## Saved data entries
┄┄┄┄┄┄┄┄┄┄┄┄┄┄┄┄┄┄┄┄

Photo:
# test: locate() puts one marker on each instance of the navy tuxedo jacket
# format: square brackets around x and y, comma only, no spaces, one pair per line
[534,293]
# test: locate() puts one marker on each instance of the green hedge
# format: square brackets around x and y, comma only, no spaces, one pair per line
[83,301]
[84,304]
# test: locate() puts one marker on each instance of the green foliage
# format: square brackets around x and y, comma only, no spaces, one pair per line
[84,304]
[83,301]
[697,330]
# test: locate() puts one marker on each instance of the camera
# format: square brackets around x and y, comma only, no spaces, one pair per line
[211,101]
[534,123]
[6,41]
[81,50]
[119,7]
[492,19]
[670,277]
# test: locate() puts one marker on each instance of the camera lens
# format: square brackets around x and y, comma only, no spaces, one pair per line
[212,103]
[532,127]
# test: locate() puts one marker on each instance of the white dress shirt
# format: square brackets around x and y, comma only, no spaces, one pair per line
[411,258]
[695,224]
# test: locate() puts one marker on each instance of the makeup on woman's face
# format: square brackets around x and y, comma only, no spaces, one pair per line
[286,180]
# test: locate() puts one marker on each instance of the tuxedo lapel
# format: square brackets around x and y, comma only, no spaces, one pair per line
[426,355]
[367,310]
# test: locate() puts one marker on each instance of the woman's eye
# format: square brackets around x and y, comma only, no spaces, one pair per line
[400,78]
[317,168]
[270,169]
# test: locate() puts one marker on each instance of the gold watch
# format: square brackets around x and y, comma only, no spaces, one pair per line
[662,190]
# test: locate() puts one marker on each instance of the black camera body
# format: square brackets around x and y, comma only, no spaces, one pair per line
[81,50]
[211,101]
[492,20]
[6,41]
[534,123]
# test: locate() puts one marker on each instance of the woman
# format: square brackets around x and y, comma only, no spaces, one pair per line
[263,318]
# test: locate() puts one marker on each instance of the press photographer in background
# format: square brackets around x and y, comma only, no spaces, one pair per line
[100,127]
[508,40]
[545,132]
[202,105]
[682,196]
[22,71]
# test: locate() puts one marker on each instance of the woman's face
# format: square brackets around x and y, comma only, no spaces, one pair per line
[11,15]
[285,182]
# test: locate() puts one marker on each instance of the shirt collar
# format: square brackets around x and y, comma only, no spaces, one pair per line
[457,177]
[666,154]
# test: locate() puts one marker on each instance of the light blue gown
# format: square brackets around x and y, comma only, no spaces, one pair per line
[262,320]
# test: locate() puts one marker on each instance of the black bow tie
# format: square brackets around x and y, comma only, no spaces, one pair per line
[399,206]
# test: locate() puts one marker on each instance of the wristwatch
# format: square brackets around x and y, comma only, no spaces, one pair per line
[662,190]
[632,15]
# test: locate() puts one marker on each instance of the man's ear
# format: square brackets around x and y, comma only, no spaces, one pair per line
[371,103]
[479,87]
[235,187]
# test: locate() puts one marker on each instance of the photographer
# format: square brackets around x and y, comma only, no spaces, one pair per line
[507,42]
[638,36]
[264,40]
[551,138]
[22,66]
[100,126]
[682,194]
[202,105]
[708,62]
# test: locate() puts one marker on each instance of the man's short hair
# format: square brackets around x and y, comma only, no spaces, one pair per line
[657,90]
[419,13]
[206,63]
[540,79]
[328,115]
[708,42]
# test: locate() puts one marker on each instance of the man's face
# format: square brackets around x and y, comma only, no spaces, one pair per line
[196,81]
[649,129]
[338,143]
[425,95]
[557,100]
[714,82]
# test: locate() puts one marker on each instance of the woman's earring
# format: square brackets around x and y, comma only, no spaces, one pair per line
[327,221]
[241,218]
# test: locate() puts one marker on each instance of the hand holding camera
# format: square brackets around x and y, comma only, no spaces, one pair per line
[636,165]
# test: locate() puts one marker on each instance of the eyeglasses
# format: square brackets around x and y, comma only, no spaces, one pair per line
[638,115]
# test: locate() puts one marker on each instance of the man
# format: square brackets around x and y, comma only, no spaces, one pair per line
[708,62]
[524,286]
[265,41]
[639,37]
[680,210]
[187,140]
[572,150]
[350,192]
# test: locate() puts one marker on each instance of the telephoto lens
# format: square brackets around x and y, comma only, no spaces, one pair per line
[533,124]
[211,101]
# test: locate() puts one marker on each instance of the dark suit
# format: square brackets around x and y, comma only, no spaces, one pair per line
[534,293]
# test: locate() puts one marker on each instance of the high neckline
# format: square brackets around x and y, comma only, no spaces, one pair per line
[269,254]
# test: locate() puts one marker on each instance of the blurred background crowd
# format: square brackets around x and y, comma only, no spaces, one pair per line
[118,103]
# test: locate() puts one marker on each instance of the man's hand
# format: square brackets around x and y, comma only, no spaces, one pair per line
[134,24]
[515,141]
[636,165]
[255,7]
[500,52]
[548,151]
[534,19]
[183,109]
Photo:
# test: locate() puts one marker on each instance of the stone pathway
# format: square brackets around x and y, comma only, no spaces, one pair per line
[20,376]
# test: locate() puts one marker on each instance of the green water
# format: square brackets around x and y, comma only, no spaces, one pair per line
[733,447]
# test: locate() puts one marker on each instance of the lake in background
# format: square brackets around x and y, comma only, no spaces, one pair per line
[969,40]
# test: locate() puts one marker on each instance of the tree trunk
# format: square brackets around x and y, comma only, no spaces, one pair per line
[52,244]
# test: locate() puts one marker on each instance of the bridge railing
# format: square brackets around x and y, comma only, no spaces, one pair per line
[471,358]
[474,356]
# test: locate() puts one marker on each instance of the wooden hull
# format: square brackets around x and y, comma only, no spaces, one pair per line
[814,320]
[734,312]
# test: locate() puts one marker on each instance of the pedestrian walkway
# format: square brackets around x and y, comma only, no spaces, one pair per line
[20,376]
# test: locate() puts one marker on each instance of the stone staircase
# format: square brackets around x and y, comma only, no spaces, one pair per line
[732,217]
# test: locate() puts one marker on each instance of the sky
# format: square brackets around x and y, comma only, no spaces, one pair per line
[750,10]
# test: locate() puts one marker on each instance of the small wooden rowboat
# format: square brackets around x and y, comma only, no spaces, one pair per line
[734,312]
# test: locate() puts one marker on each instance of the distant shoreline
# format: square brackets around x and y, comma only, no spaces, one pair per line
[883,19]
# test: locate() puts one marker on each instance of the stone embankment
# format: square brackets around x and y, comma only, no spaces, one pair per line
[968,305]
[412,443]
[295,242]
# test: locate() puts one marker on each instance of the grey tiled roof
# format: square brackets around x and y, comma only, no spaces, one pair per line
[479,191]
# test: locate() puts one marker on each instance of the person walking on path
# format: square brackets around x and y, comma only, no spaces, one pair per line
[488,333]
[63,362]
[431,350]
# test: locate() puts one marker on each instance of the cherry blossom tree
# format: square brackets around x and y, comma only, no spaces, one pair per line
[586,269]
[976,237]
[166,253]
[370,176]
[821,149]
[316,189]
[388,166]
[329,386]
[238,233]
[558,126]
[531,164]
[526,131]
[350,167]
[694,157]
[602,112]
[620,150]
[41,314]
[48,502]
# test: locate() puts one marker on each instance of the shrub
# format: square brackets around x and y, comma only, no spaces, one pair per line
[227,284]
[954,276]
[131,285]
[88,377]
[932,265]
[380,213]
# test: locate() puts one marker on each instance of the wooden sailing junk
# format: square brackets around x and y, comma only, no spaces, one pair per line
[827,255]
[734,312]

┄┄┄┄┄┄┄┄┄┄┄┄┄┄┄┄┄┄┄┄

## Stated problem
Output every line of the material above as a numbered list, omitting any blank lines.

## Output of the exercise
1. Photo:
2. # test: locate() puts one marker on each instance of the navy tuxedo jacket
3. # format: square brackets around x and y, comma only, no spaces, one pair per line
4. [534,293]
5. # test: locate() puts one marker on each instance of the green hedge
6. # format: square brackets around x and y, comma only, no spaces, one pair per line
7. [83,301]
8. [84,304]
9. # test: locate() puts one marker on each instance of the green foliage
10. # format: square brackets around x and y, comma only, no spaces, one pair per line
11. [84,304]
12. [83,301]
13. [697,330]
14. # test: locate() puts one marker on each instance of the camera
15. # format: square brackets around x and y, comma only, no spaces, one pair per line
16. [211,101]
17. [534,123]
18. [6,41]
19. [81,50]
20. [119,7]
21. [492,19]
22. [670,277]
23. # test: locate() puts one marker on each instance of the camera lens
24. # format: square brackets around x and y, comma only, no spaces, one pair per line
25. [212,103]
26. [532,127]
27. # test: locate() puts one marker on each instance of the white dress shirt
28. # format: square brackets around x and y, comma only, no spaces, one pair per line
29. [411,258]
30. [695,224]
31. # test: locate() puts one marker on each instance of the makeup on woman's face
32. # format: square brackets around x and y, comma only, no spaces, one pair per line
33. [286,180]
34. # test: locate() puts one marker on each instance of the tuxedo lapel
35. # format: square brackets around x and y, comma only, no spaces, one pair per line
36. [426,355]
37. [367,310]
38. # test: locate() puts one marker on each instance of the woman's eye
39. # format: square brackets around x and y, comma only, no spaces, one pair per line
40. [400,78]
41. [317,168]
42. [270,169]
43. # test: locate() puts one marker on each instance of the gold watch
44. # format: square brackets around x and y, comma only, no spaces, one pair per line
45. [662,190]
46. # test: locate() puts one marker on each instance of the black camera body
47. # format: square brackets around x and y, comma only, no spaces, one pair per line
48. [81,50]
49. [211,101]
50. [492,20]
51. [6,41]
52. [534,123]
53. # test: locate() puts one marker on each instance of the woman
54. # format: square brackets around x and y, comma only, no spaces, one pair per line
55. [263,318]
56. # test: locate() puts one marker on each instance of the press photographer in background
57. # format: square brackets around x and y, comma only, no spaces, one pair per line
58. [100,127]
59. [508,40]
60. [545,132]
61. [202,105]
62. [682,196]
63. [22,71]
64. # test: locate() puts one marker on each instance of the woman's face
65. # format: square brackets around x and y, comma only, no spaces, one pair per line
66. [11,15]
67. [285,182]
68. # test: locate() puts one marker on each instance of the shirt collar
69. # format: square brackets around x and y, comma only, no spaces, one pair per line
70. [457,177]
71. [666,154]
72. # test: locate() puts one marker on each instance of the light blue gown
73. # format: square brackets around x and y, comma only, no spaces, one pair per line
74. [262,320]
75. # test: locate() puts one marker on each instance of the black bow tie
76. # format: square brackets around x and y, comma only, no spaces, one pair per line
77. [399,206]
78. # test: locate() puts one marker on each instance of the wristwatch
79. # format: square brackets around x and y, comma only, no spaces, one pair per line
80. [662,190]
81. [632,15]
82. # test: locate() puts one marker on each instance of the man's ear
83. # format: square brackets around x and y, comma only, no spaces, one pair per line
84. [371,103]
85. [479,87]
86. [235,187]
87. # test: locate() puts one marker on each instance of the photographer
88. # format: square brackets around x and y, comma only, no spaces, one pair per line
89. [507,42]
90. [638,36]
91. [264,40]
92. [551,138]
93. [22,66]
94. [100,126]
95. [682,194]
96. [202,105]
97. [708,62]
98. # test: locate() puts one marker on each instance of the man's short hair
99. # format: square brackets around x and y, comma only, no spaces, one pair per line
100. [657,90]
101. [419,13]
102. [206,63]
103. [540,79]
104. [328,115]
105. [708,42]
106. # test: locate() puts one marker on each instance of the man's face
107. # format: square brackets around x and y, comma only, no spaces, one pair per line
108. [196,81]
109. [649,129]
110. [338,143]
111. [425,95]
112. [557,100]
113. [714,82]
114. # test: locate() puts one marker on each instance of the woman's earring
115. # format: square brackets around x and y, comma only, no spaces, one pair per line
116. [327,221]
117. [241,218]
118. # test: locate() puts one marker on each instance of the hand holding camera
119. # format: square brackets around x and y, comma only, no spaces, one pair per line
120. [636,165]
121. # test: locate() puts one marker on each instance of the eyeglasses
122. # format: square brackets around x and y, comma only, no spaces, one pair per line
123. [638,115]
124. # test: locate() puts one marker on each instance of the man
125. # format: square brackets around x and y, comma only, no spaces, one pair per line
126. [708,62]
127. [524,286]
128. [265,41]
129. [639,37]
130. [680,210]
131. [187,140]
132. [572,150]
133. [350,192]
134. # test: locate() puts one marker on each instance of the telephoto lens
135. # format: square brackets around x and y, comma only, no spaces, one pair per line
136. [533,124]
137. [211,101]
138. # test: locate() puts one marker on each instance of the dark suit
139. # format: square brackets around x and y, comma only, no spaces, one pair per line
140. [534,293]
141. # test: locate() puts one marker on each instance of the high neckline
142. # format: square brackets around x and y, comma only, no spaces, one pair per line
143. [269,254]
144. # test: locate() puts one marker on each instance of the blurred background crowd
145. # format: square brackets around x and y, comma only, no spaces, one pair per line
146. [118,103]
147. # test: locate() puts one marker on each instance of the man's hand
148. # format: square brackets around x and y, comma only, no spaces, one pair per line
149. [134,24]
150. [515,141]
151. [636,165]
152. [255,7]
153. [500,52]
154. [548,151]
155. [534,19]
156. [183,109]
157. Photo:
158. # test: locate() puts one marker on each instance of the stone pathway
159. # format: square brackets around x and y, comma only, no spaces, one pair per line
160. [20,376]
161. # test: locate() puts one marker on each instance of the green water
162. # format: square brackets around x and y, comma only, no spaces, one pair per line
163. [733,447]
164. # test: locate() puts one marker on each instance of the lake in background
165. # format: square brackets around x and y, comma only, no spaces, one pair per line
166. [969,40]
167. # test: locate() puts one marker on each instance of the tree trunk
168. # format: square brackets around x and y, comma only, no spaces, one pair per line
169. [52,244]
170. # test: locate() puts one marker on each instance of the bridge railing
171. # format: square brackets around x and y, comma only, no spaces, one pair per line
172. [471,358]
173. [474,356]
174. # test: locate() puts one marker on each instance of the wooden hull
175. # format: square brackets around x and y, comma only, no spaces, one pair per line
176. [814,320]
177. [734,312]
178. # test: locate() puts one marker on each instance of the pedestrian walkway
179. # format: square brackets around x and y, comma only, no spaces, one pair per line
180. [20,376]
181. # test: locate() puts one marker on each instance of the stone staircase
182. # format: square brackets around x and y, comma only, no spaces, one pair per line
183. [732,217]
184. # test: locate() puts one marker on each instance of the sky
185. # format: square brackets around x and y, comma only, no spaces, one pair per line
186. [750,10]
187. # test: locate() puts one marker on each instance of the small wooden rowboat
188. # format: square brackets around x and y, comma only, no spaces, one pair per line
189. [734,312]
190. # test: locate() puts one marker on each instance of the distant shoreline
191. # format: square brackets around x and y, comma only, no spaces, one pair per line
192. [883,19]
193. # test: locate() puts one marker on each instance of the stone embankment
194. # format: square brackets around x and y, comma only, no spaces, one pair per line
195. [968,305]
196. [412,443]
197. [295,242]
198. # test: locate() puts one marker on each instance of the grey tiled roof
199. # format: square brackets around x and y, comma only, no spaces, one pair per line
200. [479,191]
201. # test: locate() puts one marker on each instance of the person walking on path
202. # format: square brackets around x and y, comma only, no spaces, one pair per line
203. [488,333]
204. [63,362]
205. [431,350]
206. # test: locate() puts one marker on each instance of the cherry blossom tree
207. # format: square brackets around x and y, comma only, no spaces, one pair per line
208. [586,269]
209. [976,237]
210. [166,253]
211. [370,176]
212. [821,149]
213. [316,189]
214. [388,166]
215. [329,386]
216. [238,233]
217. [558,126]
218. [531,164]
219. [526,131]
220. [350,167]
221. [694,157]
222. [602,112]
223. [620,150]
224. [41,314]
225. [48,502]
226. # test: locate() puts one marker on each instance of the shrub
227. # format: square brackets around x and y, comma only, no spaces, one pair per line
228. [227,284]
229. [954,276]
230. [131,285]
231. [88,377]
232. [932,265]
233. [380,213]
234. # test: locate() puts one marker on each instance of the wooden sailing junk
235. # format: square brackets around x and y, comma only, no spaces, one pair per line
236. [827,255]
237. [734,312]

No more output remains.